> **Exercise instructions**:
Copy out, unchanged, the rows below from the line with "Put a marker on every instance of the curved" to the line with "245), (14, 223)]", including both of those lines.

> **Provided entries**:
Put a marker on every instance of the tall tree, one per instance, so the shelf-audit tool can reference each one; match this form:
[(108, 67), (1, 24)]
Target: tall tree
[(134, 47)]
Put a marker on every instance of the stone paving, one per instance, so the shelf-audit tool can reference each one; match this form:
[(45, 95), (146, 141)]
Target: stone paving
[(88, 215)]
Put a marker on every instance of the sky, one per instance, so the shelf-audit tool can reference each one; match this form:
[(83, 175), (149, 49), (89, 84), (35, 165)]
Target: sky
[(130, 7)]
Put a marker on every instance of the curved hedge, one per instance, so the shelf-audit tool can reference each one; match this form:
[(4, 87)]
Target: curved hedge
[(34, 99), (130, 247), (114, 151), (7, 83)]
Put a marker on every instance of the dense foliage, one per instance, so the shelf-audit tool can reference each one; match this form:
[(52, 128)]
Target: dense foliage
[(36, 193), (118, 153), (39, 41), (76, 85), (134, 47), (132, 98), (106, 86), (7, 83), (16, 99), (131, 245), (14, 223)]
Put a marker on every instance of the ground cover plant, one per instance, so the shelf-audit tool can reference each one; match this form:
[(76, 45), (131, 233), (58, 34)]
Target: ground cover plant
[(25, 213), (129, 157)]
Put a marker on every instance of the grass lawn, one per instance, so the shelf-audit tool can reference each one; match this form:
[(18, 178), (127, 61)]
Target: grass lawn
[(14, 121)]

> **Completed task**:
Put a marker on every instance of the curved hedge, one per instance, so the shelf-audit tool can reference each one; match this form:
[(4, 87)]
Target: curved hedge
[(34, 99), (130, 247), (114, 151), (7, 83)]
Put a marker on every instance of the dense foliage, one per instance, so the shelf-audit tool can reference each one; match this form:
[(52, 128)]
Target: dense foliage
[(36, 193), (118, 153), (39, 41), (76, 85), (134, 47), (132, 98), (106, 86), (7, 83), (16, 99), (131, 245), (14, 223)]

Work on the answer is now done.